(Excerpts from a point labeling dataset)
============================================================

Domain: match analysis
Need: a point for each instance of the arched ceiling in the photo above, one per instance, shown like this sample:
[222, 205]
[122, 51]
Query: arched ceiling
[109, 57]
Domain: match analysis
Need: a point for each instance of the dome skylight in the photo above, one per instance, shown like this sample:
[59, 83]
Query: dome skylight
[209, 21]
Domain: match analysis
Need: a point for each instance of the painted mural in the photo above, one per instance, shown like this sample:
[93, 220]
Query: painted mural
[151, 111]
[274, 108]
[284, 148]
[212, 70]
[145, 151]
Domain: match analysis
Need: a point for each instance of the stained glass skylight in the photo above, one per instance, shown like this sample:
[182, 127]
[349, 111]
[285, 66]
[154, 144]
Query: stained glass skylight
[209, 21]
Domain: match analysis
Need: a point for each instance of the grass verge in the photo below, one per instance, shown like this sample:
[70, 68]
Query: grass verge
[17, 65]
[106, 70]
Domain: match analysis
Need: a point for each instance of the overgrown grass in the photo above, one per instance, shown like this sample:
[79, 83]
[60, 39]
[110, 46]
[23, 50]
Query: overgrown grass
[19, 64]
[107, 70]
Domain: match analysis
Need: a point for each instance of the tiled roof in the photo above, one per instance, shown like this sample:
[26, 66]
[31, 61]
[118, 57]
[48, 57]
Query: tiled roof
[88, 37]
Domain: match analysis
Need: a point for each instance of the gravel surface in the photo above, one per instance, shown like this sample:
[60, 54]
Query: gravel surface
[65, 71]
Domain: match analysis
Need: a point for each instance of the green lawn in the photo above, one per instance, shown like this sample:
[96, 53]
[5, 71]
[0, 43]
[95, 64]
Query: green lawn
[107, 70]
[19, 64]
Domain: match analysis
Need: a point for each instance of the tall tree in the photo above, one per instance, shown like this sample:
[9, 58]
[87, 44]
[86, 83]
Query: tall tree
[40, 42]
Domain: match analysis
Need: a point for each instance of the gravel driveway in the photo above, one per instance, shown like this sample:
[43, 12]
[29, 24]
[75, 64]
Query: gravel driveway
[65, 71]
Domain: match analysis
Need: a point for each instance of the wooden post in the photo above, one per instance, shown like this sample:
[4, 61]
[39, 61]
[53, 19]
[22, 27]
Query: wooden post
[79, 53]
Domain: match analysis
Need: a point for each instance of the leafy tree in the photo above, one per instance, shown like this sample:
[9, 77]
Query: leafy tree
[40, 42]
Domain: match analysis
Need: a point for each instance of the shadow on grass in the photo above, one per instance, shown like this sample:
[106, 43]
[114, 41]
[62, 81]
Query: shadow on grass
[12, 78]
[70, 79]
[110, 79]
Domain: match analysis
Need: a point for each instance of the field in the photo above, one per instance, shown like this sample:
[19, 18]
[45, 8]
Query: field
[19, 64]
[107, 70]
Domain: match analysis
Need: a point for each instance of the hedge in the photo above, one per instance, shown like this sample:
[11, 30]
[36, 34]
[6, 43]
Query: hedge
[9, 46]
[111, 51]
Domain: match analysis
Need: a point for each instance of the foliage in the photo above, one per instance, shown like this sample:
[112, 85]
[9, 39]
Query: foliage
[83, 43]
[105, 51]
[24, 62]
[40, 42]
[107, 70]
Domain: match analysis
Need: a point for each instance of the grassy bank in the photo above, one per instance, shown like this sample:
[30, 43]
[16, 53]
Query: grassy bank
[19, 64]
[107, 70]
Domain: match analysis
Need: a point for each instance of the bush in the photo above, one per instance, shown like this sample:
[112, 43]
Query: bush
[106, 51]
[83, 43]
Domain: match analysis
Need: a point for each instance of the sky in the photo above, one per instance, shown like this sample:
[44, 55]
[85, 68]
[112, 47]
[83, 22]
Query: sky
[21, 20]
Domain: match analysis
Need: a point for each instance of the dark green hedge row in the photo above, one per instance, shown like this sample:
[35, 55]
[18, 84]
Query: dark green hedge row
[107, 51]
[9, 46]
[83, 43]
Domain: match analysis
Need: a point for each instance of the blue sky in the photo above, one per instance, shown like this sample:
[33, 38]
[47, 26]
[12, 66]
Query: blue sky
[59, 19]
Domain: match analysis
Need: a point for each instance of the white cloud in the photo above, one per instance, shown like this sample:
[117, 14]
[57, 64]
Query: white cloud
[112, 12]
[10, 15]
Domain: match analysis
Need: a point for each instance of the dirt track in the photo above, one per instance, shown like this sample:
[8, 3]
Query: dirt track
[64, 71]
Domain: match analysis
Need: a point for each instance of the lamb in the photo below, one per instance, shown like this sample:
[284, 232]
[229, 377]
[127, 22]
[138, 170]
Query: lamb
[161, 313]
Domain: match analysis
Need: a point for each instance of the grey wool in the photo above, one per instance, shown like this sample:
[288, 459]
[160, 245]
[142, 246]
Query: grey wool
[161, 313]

============================================================

Please count how many of the lines above contain the string "lamb", treating uppercase and lowercase as different, and give only that number.

**The completed task**
2